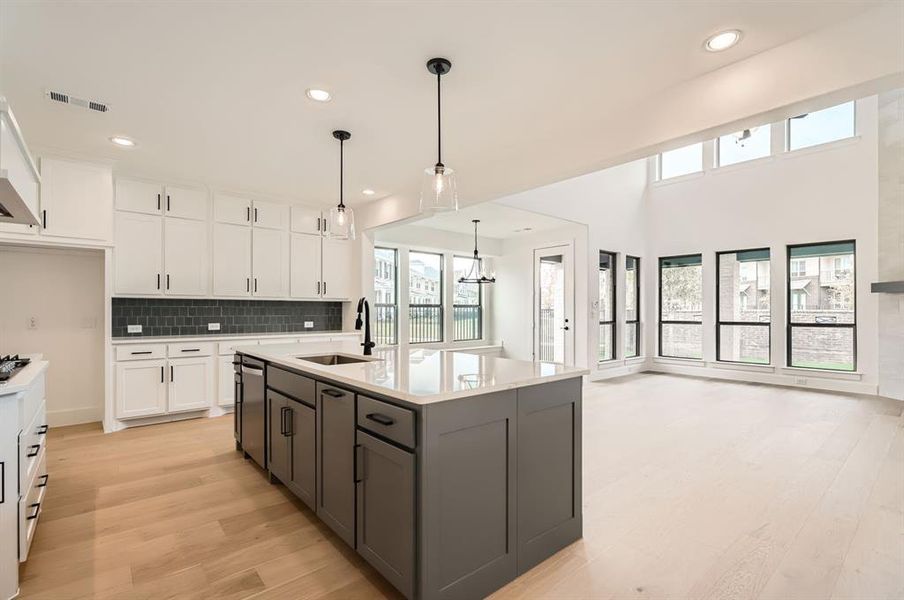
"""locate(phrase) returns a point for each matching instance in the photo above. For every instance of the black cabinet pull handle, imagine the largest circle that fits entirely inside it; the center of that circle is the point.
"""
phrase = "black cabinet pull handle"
(381, 419)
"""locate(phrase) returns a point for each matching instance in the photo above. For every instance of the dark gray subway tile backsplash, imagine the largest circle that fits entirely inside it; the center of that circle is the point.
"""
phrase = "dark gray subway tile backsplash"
(176, 317)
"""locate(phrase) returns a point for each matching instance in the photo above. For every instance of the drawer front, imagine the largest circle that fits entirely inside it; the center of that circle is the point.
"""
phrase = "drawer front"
(30, 506)
(32, 441)
(295, 386)
(140, 351)
(388, 420)
(189, 349)
(224, 348)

--- What the exercise asks ---
The answer must be a single number: how many lines in the listing above include the word "each".

--- Task answer ---
3